▶ [Problem]
Format the rows below as a numbered list, omitting any blank lines.

▶ [Supplied data]
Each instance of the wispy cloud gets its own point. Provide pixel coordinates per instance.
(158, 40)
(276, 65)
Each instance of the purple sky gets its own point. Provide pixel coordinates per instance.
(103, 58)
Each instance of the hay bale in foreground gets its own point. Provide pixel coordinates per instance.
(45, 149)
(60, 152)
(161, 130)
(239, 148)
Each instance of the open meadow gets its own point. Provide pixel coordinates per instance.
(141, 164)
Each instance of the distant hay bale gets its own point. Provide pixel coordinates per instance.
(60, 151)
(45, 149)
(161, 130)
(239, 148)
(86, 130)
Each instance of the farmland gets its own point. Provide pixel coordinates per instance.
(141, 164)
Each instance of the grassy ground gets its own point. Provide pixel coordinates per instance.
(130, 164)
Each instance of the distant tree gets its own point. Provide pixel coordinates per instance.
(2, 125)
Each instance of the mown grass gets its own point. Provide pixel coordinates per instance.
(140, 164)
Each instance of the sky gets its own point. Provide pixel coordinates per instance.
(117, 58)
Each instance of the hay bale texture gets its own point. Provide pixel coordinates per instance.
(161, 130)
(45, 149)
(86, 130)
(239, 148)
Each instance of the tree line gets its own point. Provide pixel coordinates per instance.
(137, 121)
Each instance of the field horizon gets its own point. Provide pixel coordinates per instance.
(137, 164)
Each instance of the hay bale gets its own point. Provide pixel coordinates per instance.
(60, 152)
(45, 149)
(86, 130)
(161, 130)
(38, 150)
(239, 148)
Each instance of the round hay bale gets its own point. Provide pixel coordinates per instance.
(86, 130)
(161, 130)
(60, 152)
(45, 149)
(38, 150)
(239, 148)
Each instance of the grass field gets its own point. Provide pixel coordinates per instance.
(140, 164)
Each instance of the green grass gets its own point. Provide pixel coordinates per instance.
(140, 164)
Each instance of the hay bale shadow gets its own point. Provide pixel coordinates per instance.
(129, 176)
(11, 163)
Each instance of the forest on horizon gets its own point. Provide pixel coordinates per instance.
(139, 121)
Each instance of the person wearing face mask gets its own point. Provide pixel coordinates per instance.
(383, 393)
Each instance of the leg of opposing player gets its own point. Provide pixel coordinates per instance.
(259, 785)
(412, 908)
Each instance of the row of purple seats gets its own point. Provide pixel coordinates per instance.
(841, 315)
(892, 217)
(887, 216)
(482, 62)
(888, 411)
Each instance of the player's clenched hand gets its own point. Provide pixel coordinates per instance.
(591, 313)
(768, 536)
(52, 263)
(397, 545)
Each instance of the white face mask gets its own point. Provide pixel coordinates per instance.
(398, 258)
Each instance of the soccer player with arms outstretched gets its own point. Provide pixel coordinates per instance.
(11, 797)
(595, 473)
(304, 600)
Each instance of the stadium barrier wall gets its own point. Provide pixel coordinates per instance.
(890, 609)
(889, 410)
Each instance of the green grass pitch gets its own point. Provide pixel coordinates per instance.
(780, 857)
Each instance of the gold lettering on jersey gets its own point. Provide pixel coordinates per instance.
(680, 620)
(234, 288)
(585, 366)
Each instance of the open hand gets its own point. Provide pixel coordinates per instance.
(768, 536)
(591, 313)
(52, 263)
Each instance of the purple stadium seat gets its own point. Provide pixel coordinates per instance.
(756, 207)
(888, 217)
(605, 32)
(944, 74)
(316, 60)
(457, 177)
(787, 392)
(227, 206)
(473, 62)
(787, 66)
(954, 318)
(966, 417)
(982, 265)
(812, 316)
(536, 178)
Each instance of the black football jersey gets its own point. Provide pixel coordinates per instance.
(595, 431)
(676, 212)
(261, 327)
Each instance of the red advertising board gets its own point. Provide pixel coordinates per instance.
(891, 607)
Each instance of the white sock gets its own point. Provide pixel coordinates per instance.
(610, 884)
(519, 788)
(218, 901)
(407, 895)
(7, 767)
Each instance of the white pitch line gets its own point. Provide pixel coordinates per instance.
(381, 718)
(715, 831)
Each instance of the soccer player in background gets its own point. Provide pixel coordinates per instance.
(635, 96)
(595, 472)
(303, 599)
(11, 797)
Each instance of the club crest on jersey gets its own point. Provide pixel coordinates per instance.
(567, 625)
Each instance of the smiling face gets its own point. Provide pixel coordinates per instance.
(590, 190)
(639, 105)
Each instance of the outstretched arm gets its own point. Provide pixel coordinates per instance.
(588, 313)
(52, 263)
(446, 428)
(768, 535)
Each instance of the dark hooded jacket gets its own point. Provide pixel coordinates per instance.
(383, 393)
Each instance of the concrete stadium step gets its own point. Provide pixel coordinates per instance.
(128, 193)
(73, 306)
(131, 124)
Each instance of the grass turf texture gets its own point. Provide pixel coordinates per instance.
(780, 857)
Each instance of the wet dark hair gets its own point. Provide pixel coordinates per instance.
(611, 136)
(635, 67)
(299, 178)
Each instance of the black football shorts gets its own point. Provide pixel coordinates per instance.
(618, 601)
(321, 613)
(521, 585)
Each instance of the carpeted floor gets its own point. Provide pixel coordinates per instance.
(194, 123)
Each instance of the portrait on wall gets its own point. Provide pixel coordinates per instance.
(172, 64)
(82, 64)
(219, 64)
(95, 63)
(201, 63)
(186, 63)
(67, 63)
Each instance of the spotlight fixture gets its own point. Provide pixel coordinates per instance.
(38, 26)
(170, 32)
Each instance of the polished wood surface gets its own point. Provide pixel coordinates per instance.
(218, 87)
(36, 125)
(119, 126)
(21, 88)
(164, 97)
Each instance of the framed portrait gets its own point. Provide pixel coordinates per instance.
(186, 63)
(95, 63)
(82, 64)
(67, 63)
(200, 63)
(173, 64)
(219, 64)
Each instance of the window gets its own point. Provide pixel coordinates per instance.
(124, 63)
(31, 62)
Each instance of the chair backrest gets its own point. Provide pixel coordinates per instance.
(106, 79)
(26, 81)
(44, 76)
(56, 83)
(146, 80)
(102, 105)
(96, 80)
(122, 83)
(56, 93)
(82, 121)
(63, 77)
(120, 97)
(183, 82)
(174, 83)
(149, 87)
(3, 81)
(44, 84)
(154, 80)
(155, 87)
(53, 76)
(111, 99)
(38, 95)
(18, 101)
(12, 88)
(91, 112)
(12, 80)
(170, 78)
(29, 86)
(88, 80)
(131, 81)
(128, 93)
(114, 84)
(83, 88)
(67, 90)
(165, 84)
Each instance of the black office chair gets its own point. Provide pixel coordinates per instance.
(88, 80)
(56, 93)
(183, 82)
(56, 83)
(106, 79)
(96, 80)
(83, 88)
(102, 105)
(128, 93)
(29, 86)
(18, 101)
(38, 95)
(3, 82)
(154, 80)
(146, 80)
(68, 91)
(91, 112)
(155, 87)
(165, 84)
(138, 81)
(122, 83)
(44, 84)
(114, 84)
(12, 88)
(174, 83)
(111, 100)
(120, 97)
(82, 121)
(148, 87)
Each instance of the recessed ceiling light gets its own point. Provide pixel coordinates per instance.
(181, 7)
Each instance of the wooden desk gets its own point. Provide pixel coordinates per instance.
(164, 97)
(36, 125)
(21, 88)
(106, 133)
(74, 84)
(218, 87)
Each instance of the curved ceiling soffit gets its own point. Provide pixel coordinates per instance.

▶ [Solution to this exercise]
1. Each instance of the wispy cloud gets its own point. Provide pixel coordinates per instance.
2. (158, 40)
3. (276, 65)
4. Each instance of the purple sky gets its own point. Provide pixel coordinates per instance.
5. (103, 58)
6. Each instance of the hay bale in foreground gets its own point. Provide pixel coordinates per instance.
7. (45, 149)
8. (60, 152)
9. (161, 130)
10. (239, 148)
11. Each instance of the open meadow gets its own point. Provide pixel coordinates per instance.
12. (141, 164)
13. Each instance of the distant hay bale gets its own point. Provide pixel coordinates per instance.
14. (60, 151)
15. (45, 149)
16. (161, 130)
17. (239, 148)
18. (86, 130)
19. Each instance of the farmland gets its own point. Provide pixel coordinates per instance.
20. (141, 164)
21. Each instance of the grassy ground gets its own point. Provide pixel coordinates per instance.
22. (130, 164)
23. Each instance of the distant tree gets its own point. Provide pixel coordinates per instance.
24. (2, 125)
25. Each instance of the mown grass gets its own point. Provide pixel coordinates per instance.
26. (140, 164)
27. Each instance of the sky gets its own point. Provide pixel coordinates per instance.
28. (117, 58)
29. Each instance of the hay bale texture gets its own point. Provide pixel coordinates per instance.
30. (161, 130)
31. (45, 149)
32. (86, 130)
33. (239, 148)
34. Each instance of the tree line gets its own point. Provide pixel coordinates per instance.
35. (137, 121)
36. Each instance of the field horizon gets its own point. Provide pixel coordinates per instance.
37. (137, 164)
38. Each instance of the hay bale gets its own point. Provide pixel coordinates per instance.
39. (60, 152)
40. (45, 149)
41. (86, 130)
42. (161, 130)
43. (38, 150)
44. (239, 148)
45. Each instance of the round hay bale gets its own point. Provide pixel coordinates per instance.
46. (86, 130)
47. (161, 130)
48. (60, 152)
49. (45, 149)
50. (38, 150)
51. (239, 148)
52. Each instance of the grass field gets its own point. Provide pixel coordinates per instance.
53. (140, 164)
54. Each instance of the green grass gets its own point. Provide pixel coordinates per instance.
55. (140, 164)
56. Each instance of the hay bale shadow gets its own point. Provide pixel coordinates per instance.
57. (129, 176)
58. (11, 163)
59. Each instance of the forest on horizon gets its own point. Provide pixel coordinates per instance.
60. (139, 121)
61. Each instance of the person wearing face mask gets its own point. Provide pixel coordinates per instance.
62. (383, 393)
63. Each instance of the leg of opposing player gets its own point. Provide pixel coordinates per instance.
64. (259, 785)
65. (412, 908)
66. Each instance of the row of purple seats gets its own point. Provide pixel coordinates per instance.
67. (841, 315)
68. (892, 217)
69. (887, 216)
70. (482, 62)
71. (888, 411)
72. Each instance of the player's clenched hand gets its own point. Provide pixel coordinates per instance.
73. (591, 313)
74. (768, 536)
75. (52, 263)
76. (397, 545)
77. Each instance of the white face mask gets its own point. Provide pixel coordinates per instance.
78. (398, 258)
79. Each instance of the soccer player with arms outstretched gets its own point. Provide pixel coordinates per instance.
80. (11, 797)
81. (595, 473)
82. (304, 600)
83. Each instance of the stadium barrier wall gets its own point. Provide pixel coordinates per instance.
84. (890, 609)
85. (889, 410)
86. Each instance of the green grass pitch gets its own point. Provide pixel coordinates per instance.
87. (780, 857)
88. Each instance of the gold lettering on jersey gets its own point. Provide pixel coordinates per instance.
89. (680, 620)
90. (234, 288)
91. (585, 366)
92. Each instance of the open hand gets its own point. Provide pixel coordinates per instance.
93. (768, 536)
94. (591, 313)
95. (52, 263)
96. Each instance of the purple stadium seat gets its own point. Provide pixel coordinates per instance.
97. (756, 207)
98. (888, 217)
99. (605, 32)
100. (944, 74)
101. (316, 60)
102. (457, 177)
103. (787, 392)
104. (227, 206)
105. (473, 62)
106. (787, 66)
107. (954, 318)
108. (966, 417)
109. (982, 265)
110. (812, 316)
111. (536, 178)
112. Each instance of the black football jersey gets its own point. Provide pixel coordinates per instance.
113. (595, 431)
114. (676, 212)
115. (261, 327)
116. Each instance of the red advertising board gets its own point. Provide pixel coordinates per instance.
117. (891, 607)
118. Each instance of the white sock gets its own point. Provide pixel coordinates per instance.
119. (610, 884)
120. (519, 788)
121. (218, 901)
122. (407, 895)
123. (7, 767)
124. Each instance of the white pitch line gets its own point. Provide pixel coordinates per instance.
125. (381, 718)
126. (715, 831)
127. Each instance of the soccer player in background gets its own point. Provide pixel coordinates per instance.
128. (635, 96)
129. (595, 472)
130. (303, 599)
131. (11, 797)
132. Each instance of the club crest on jersey gets its own point. Provide pixel coordinates per instance.
133. (567, 625)
134. Each instance of the smiling face gets its own point. Provide pixel coordinates per instance.
135. (590, 190)
136. (639, 105)
137. Each instance of the outstretched arm gets its own point. Provide pixel coordinates per instance.
138. (588, 313)
139. (52, 263)
140. (446, 428)
141. (768, 535)
142. Each instance of the dark hooded jacket gets its own point. Provide pixel coordinates per instance.
143. (383, 393)
144. Each instance of the concrete stadium step gets its own point. Provide pixel coordinates per instance.
145. (128, 193)
146. (73, 306)
147. (131, 124)
148. Each instance of the grass turf texture gets its own point. Provide pixel coordinates per instance.
149. (780, 857)
150. Each instance of the wet dark hair gets its own point. Provide pixel coordinates per instance.
151. (611, 136)
152. (635, 67)
153. (299, 178)
154. Each instance of the black football shorts gets its own point. Provide pixel coordinates per instance.
155. (618, 601)
156. (321, 613)
157. (521, 585)
158. Each instance of the carpeted floor gets its own point. Provide pixel coordinates per instance.
159. (194, 123)
160. Each instance of the portrait on wall gets its own point. Provide pixel coordinates per instance.
161. (172, 64)
162. (82, 64)
163. (219, 64)
164. (95, 63)
165. (201, 63)
166. (186, 63)
167. (67, 63)
168. Each instance of the spotlight fixture gets its own point. Provide pixel coordinates per instance.
169. (38, 26)
170. (170, 32)
171. Each instance of the polished wood surface gets its own point. Provide pixel coordinates per instance.
172. (218, 87)
173. (36, 125)
174. (119, 126)
175. (21, 88)
176. (164, 97)
177. Each instance of the framed portrait gets its own point. Provide pixel coordinates per instance.
178. (186, 63)
179. (95, 63)
180. (82, 64)
181. (67, 63)
182. (200, 63)
183. (173, 64)
184. (219, 64)
185. Each instance of the window gets its own point. Provide pixel coordinates per instance.
186. (124, 63)
187. (31, 62)
188. Each instance of the chair backrest gets its own point. Provide pixel coordinates per instance.
189. (106, 79)
190. (26, 81)
191. (44, 76)
192. (56, 83)
193. (146, 80)
194. (102, 105)
195. (96, 80)
196. (122, 83)
197. (56, 93)
198. (82, 121)
199. (63, 77)
200. (120, 97)
201. (183, 82)
202. (174, 83)
203. (149, 87)
204. (3, 81)
205. (44, 84)
206. (154, 80)
207. (155, 87)
208. (53, 76)
209. (111, 99)
210. (38, 95)
211. (18, 101)
212. (12, 88)
213. (91, 112)
214. (12, 80)
215. (170, 78)
216. (29, 86)
217. (88, 80)
218. (131, 81)
219. (128, 93)
220. (114, 84)
221. (83, 88)
222. (67, 90)
223. (165, 84)
224. Each instance of the black office chair gets its own point. Provide pixel coordinates per instance.
225. (88, 80)
226. (56, 93)
227. (183, 82)
228. (56, 83)
229. (106, 79)
230. (96, 80)
231. (83, 88)
232. (102, 105)
233. (128, 93)
234. (29, 86)
235. (18, 101)
236. (38, 95)
237. (3, 82)
238. (154, 80)
239. (146, 80)
240. (68, 91)
241. (91, 112)
242. (155, 87)
243. (165, 84)
244. (138, 81)
245. (122, 83)
246. (44, 84)
247. (114, 84)
248. (12, 88)
249. (174, 83)
250. (111, 100)
251. (120, 97)
252. (82, 121)
253. (148, 87)
254. Each instance of the recessed ceiling light gets its own point. Provide pixel coordinates per instance.
255. (181, 7)
256. Each instance of the wooden desk gets its own point. Provide pixel coordinates per instance.
257. (164, 97)
258. (36, 125)
259. (21, 88)
260. (106, 133)
261. (74, 84)
262. (218, 87)
263. Each instance of the curved ceiling soffit gets its own point. Provide pixel coordinates per instance.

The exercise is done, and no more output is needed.